BEGIN

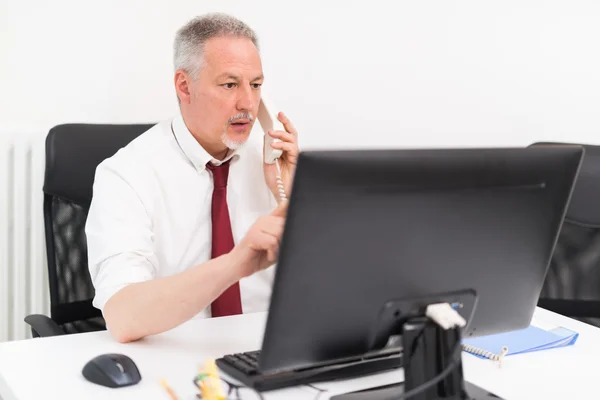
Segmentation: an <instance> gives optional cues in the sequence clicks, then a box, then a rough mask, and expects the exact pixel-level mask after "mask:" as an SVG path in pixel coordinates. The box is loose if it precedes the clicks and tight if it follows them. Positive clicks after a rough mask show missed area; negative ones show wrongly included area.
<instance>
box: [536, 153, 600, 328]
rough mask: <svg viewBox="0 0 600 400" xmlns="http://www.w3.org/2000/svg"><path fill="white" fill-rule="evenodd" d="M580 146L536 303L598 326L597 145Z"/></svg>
mask: <svg viewBox="0 0 600 400" xmlns="http://www.w3.org/2000/svg"><path fill="white" fill-rule="evenodd" d="M537 144H542V143H537ZM543 144H555V143H543ZM571 144H573V143H571ZM582 146H583V147H584V148H585V155H584V158H583V163H582V165H581V170H580V173H579V176H578V178H577V181H576V183H575V187H574V189H573V195H572V198H571V202H570V204H569V208H568V210H567V215H566V217H565V221H564V224H563V227H562V229H561V232H560V234H559V238H558V242H557V244H556V249H555V251H554V253H553V256H552V260H551V263H550V268H549V270H548V274H547V276H546V281H545V283H544V286H543V289H542V292H541V295H540V299H539V302H538V305H539V306H540V307H542V308H546V309H549V310H552V311H555V312H557V313H559V314H563V315H567V316H569V317H572V318H577V319H579V320H582V321H584V322H587V323H590V324H593V325H596V326H600V146H593V145H582Z"/></svg>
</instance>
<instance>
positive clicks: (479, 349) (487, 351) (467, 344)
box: [462, 344, 508, 366]
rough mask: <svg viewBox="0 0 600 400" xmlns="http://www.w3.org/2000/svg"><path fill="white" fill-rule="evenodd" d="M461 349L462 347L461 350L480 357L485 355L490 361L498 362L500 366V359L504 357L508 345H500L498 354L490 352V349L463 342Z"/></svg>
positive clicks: (487, 358) (500, 363) (505, 354)
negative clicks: (481, 348)
mask: <svg viewBox="0 0 600 400" xmlns="http://www.w3.org/2000/svg"><path fill="white" fill-rule="evenodd" d="M462 349H463V351H466V352H467V353H471V354H475V355H478V356H482V357H485V358H487V359H489V360H492V361H497V362H498V363H499V364H500V366H502V359H503V358H504V356H505V355H506V353H508V347H506V346H504V347H502V350H501V351H500V354H496V353H492V352H490V351H486V350H483V349H480V348H477V347H474V346H469V345H468V344H463V345H462Z"/></svg>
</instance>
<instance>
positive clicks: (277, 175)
mask: <svg viewBox="0 0 600 400" xmlns="http://www.w3.org/2000/svg"><path fill="white" fill-rule="evenodd" d="M275 165H276V166H277V191H278V192H279V199H280V200H281V201H286V200H287V196H286V194H285V186H284V185H283V179H281V166H280V165H279V158H278V159H276V160H275Z"/></svg>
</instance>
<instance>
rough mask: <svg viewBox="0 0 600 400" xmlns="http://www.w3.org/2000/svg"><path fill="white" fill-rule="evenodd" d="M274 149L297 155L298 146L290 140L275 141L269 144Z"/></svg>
mask: <svg viewBox="0 0 600 400" xmlns="http://www.w3.org/2000/svg"><path fill="white" fill-rule="evenodd" d="M271 145H272V146H273V148H274V149H281V150H283V151H285V152H286V153H288V154H290V155H293V156H297V155H298V147H297V146H296V144H295V143H290V142H275V143H272V144H271Z"/></svg>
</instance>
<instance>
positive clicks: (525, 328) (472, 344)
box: [463, 325, 579, 361]
mask: <svg viewBox="0 0 600 400" xmlns="http://www.w3.org/2000/svg"><path fill="white" fill-rule="evenodd" d="M578 337H579V334H578V333H577V332H573V331H571V330H569V329H566V328H563V327H557V328H554V329H551V330H545V329H542V328H538V327H535V326H533V325H531V326H529V327H527V328H525V329H521V330H516V331H510V332H504V333H498V334H494V335H487V336H480V337H476V338H468V339H463V350H464V351H465V352H467V353H470V354H473V355H475V356H477V357H479V358H486V359H490V360H493V361H502V358H503V357H504V356H510V355H513V354H523V353H529V352H533V351H540V350H547V349H553V348H557V347H565V346H571V345H573V344H575V342H576V341H577V338H578Z"/></svg>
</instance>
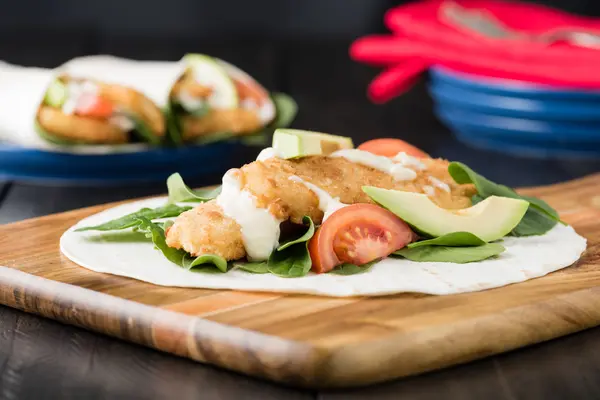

END

§ **TASK DESCRIPTION**
Print the records above exactly as they stand, but leave out the pictures.

§ **WRITTEN SOLUTION**
Segmentation: an <instance> gives optional cues in the sequence clicks, then a box, then a rough mask, and expects the exact pixel-level mask after "mask:" as an SVG path in pixel coordinates. The box is loose if it precedes the clicks and tight if it follows them. Positive clicks after a rough mask show missed area; negative ones show wrongly included area.
<instance>
box: [536, 153, 600, 328]
rough mask: <svg viewBox="0 0 600 400" xmlns="http://www.w3.org/2000/svg"><path fill="white" fill-rule="evenodd" d="M580 146L536 303L598 326L597 145Z"/></svg>
mask: <svg viewBox="0 0 600 400" xmlns="http://www.w3.org/2000/svg"><path fill="white" fill-rule="evenodd" d="M537 144H542V143H537ZM543 144H555V143H543ZM571 144H573V143H571ZM582 146H583V147H584V148H585V155H584V158H583V163H582V165H581V170H580V173H579V176H578V178H577V181H576V183H575V187H574V189H573V195H572V198H571V202H570V204H569V208H568V210H567V215H566V217H565V221H564V224H563V227H562V229H561V232H560V234H559V238H558V242H557V244H556V249H555V251H554V253H553V256H552V260H551V263H550V268H549V270H548V274H547V276H546V281H545V283H544V286H543V289H542V292H541V295H540V299H539V302H538V305H539V306H540V307H542V308H546V309H549V310H552V311H555V312H557V313H559V314H563V315H567V316H569V317H572V318H577V319H579V320H582V321H584V322H587V323H590V324H593V325H596V326H600V146H593V145H582Z"/></svg>
</instance>
<instance>
positive clicks: (479, 349) (487, 351) (467, 344)
box: [462, 344, 508, 366]
rough mask: <svg viewBox="0 0 600 400" xmlns="http://www.w3.org/2000/svg"><path fill="white" fill-rule="evenodd" d="M461 349L462 347L461 350L480 357L485 355L490 361L498 362L500 366V359L504 357L508 345H500L498 354L490 352V349L463 342Z"/></svg>
positive clicks: (487, 358) (500, 363) (505, 354)
negative clicks: (481, 348)
mask: <svg viewBox="0 0 600 400" xmlns="http://www.w3.org/2000/svg"><path fill="white" fill-rule="evenodd" d="M462 349H463V351H466V352H467V353H471V354H475V355H478V356H482V357H485V358H487V359H489V360H492V361H497V362H498V363H499V364H500V366H502V359H503V358H504V356H505V355H506V353H508V347H506V346H504V347H502V350H501V351H500V354H496V353H492V352H490V351H486V350H483V349H480V348H477V347H474V346H469V345H468V344H463V345H462Z"/></svg>
</instance>
<instance>
positive clicks: (277, 175)
mask: <svg viewBox="0 0 600 400" xmlns="http://www.w3.org/2000/svg"><path fill="white" fill-rule="evenodd" d="M275 165H276V166H277V191H278V192H279V199H280V200H281V201H286V200H287V196H286V194H285V186H284V185H283V179H281V166H280V165H279V158H278V159H276V160H275Z"/></svg>
</instance>
<instance>
rough mask: <svg viewBox="0 0 600 400" xmlns="http://www.w3.org/2000/svg"><path fill="white" fill-rule="evenodd" d="M274 149L297 155L298 146L290 140L275 141L269 144Z"/></svg>
mask: <svg viewBox="0 0 600 400" xmlns="http://www.w3.org/2000/svg"><path fill="white" fill-rule="evenodd" d="M271 145H272V146H273V148H274V149H281V150H283V151H285V152H286V153H288V154H290V155H293V156H297V155H298V147H297V146H296V144H295V143H290V142H275V143H272V144H271Z"/></svg>
</instance>
<instance>
positive clicks: (525, 328) (472, 344)
box: [463, 325, 579, 361]
mask: <svg viewBox="0 0 600 400" xmlns="http://www.w3.org/2000/svg"><path fill="white" fill-rule="evenodd" d="M578 337H579V334H578V333H577V332H573V331H571V330H569V329H566V328H563V327H557V328H554V329H551V330H545V329H542V328H538V327H535V326H533V325H531V326H529V327H527V328H525V329H521V330H516V331H510V332H504V333H498V334H494V335H487V336H480V337H476V338H468V339H463V350H464V351H465V352H467V353H470V354H473V355H475V356H477V357H479V358H486V359H490V360H493V361H502V358H503V357H504V356H510V355H513V354H523V353H529V352H533V351H540V350H547V349H553V348H557V347H565V346H571V345H573V344H575V342H576V341H577V338H578Z"/></svg>
</instance>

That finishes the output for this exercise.